**EXERCISE REQUIREMENTS**
Reproduce the entire crowdfunding essay below word for word, without changing anything.

**SUPPLIED TEXT**
════

My recent indiegogo campaign has elicited a flurry of emails from people looking for support and advice on projects of their own. I’ve attempted a few fundraising efforts — one that failed, one that supported inner city kids (and got me to Everest Base Camp), and another that had me running the 2011 NYC marathon (never again!). I’ve noticed a few patterns surrounding the psychology of asking and giving and hope this compilation might help you think carefully about your next crowdfunding endeavor.
ONE: APATHY. You don’t really care about your cause.
If you aren’t invested in your project, how can you ask anyone else to be? The solar project came out of something incredibly meaningful for me, and my passion is palpable through a screen. If you think your work will make a difference in someone’s life, probably it will. People will believe in you and your work, but first you must believe in yourself. It can be unnerving to put yourself out there, so focus on your goal and what you’re looking to accomplish to overcome any social anxieties. Excitement is contagious.
TWO: GLUTTONY. Stressing helps no one.
With each fundraiser I end up putting on a few pounds, ultimately telling friends “fundraising is bad for my health.” I won’t lie: fundraising is stressful. It can be an agonizing blend of deadlines, public exposure, asking for money, rejection, persistence, hard work, and time. Lots of time.
Keep in mind no one will give you an award for stressing out. Worrying only paralyzes you from accomplishing anything significant; this serves no one. If you are tired or rundown, you’re going to be an inefficient fundraiser, advocate, worker, person. Take care of yourself.
THREE: PRIDE. You’re not going to be successful by yourself; build a team.

════

Object location annotation records:
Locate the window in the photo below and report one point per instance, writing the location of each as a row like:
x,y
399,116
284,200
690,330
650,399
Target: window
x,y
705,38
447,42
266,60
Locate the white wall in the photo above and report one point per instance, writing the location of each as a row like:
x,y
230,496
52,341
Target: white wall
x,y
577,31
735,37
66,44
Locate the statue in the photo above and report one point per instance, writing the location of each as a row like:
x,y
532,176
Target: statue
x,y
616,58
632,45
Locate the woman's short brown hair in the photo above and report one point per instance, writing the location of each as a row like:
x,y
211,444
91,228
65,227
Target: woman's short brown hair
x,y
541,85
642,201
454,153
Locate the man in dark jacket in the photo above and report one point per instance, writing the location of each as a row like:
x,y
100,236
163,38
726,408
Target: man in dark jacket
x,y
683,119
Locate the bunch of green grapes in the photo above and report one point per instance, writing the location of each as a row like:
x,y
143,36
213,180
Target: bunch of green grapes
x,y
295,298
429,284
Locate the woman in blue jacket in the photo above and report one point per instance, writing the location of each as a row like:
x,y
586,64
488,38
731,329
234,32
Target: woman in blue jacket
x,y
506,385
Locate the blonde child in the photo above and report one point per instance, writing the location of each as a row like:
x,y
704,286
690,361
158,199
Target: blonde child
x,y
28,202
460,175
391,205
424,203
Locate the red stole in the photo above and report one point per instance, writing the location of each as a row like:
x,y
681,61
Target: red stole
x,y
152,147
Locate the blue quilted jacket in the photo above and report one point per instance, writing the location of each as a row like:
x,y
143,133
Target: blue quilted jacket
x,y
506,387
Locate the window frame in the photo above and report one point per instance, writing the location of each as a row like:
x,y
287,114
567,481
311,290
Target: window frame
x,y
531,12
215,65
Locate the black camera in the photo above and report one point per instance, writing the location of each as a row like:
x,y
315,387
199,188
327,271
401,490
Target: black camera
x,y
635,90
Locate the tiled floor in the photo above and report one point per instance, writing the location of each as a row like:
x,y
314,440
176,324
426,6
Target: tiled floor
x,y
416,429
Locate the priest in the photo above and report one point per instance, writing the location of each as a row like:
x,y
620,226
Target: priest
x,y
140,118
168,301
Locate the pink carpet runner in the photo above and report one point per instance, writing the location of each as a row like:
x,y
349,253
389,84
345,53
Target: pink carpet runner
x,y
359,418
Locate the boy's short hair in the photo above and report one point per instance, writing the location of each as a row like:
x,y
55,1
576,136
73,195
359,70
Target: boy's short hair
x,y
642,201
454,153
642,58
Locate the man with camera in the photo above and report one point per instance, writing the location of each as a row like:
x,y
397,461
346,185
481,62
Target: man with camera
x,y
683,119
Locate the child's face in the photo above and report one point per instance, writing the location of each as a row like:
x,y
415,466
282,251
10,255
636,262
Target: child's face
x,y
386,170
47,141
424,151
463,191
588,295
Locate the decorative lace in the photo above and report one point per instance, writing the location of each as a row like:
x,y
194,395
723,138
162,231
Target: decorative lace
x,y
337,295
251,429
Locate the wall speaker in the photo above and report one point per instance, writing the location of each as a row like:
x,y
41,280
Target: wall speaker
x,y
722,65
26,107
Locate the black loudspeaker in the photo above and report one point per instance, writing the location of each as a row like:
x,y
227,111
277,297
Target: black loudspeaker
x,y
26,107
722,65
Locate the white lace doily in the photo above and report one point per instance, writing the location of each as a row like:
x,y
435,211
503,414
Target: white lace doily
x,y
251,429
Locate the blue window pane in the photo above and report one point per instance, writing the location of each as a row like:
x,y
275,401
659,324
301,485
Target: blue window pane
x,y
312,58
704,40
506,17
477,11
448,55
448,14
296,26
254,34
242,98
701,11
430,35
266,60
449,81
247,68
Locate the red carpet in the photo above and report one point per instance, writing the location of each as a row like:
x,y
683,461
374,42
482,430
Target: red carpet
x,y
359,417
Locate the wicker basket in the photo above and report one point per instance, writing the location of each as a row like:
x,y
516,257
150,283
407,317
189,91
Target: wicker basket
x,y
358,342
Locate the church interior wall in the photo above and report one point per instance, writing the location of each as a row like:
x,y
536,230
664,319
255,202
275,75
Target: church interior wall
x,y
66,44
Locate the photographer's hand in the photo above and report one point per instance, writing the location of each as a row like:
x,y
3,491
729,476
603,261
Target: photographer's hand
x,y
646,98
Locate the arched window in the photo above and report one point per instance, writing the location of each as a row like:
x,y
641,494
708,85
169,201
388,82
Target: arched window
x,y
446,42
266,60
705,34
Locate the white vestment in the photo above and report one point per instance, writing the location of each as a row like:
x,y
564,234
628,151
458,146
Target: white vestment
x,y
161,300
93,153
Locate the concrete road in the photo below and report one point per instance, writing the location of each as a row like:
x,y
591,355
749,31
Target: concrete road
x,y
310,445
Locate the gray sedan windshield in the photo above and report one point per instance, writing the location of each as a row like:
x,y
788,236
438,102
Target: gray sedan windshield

════

**OUTPUT OF THE EXERCISE**
My recent indiegogo campaign has elicited a flurry of emails from people looking for support and advice on projects of their own. I’ve attempted a few fundraising efforts — one that failed, one that supported inner city kids (and got me to Everest Base Camp), and another that had me running the 2011 NYC marathon (never again!). I’ve noticed a few patterns surrounding the psychology of asking and giving and hope this compilation might help you think carefully about your next crowdfunding endeavor.
ONE: APATHY. You don’t really care about your cause.
If you aren’t invested in your project, how can you ask anyone else to be? The solar project came out of something incredibly meaningful for me, and my passion is palpable through a screen. If you think your work will make a difference in someone’s life, probably it will. People will believe in you and your work, but first you must believe in yourself. It can be unnerving to put yourself out there, so focus on your goal and what you’re looking to accomplish to overcome any social anxieties. Excitement is contagious.
TWO: GLUTTONY. Stressing helps no one.
With each fundraiser I end up putting on a few pounds, ultimately telling friends “fundraising is bad for my health.” I won’t lie: fundraising is stressful. It can be an agonizing blend of deadlines, public exposure, asking for money, rejection, persistence, hard work, and time. Lots of time.
Keep in mind no one will give you an award for stressing out. Worrying only paralyzes you from accomplishing anything significant; this serves no one. If you are tired or rundown, you’re going to be an inefficient fundraiser, advocate, worker, person. Take care of yourself.
THREE: PRIDE. You’re not going to be successful by yourself; build a team.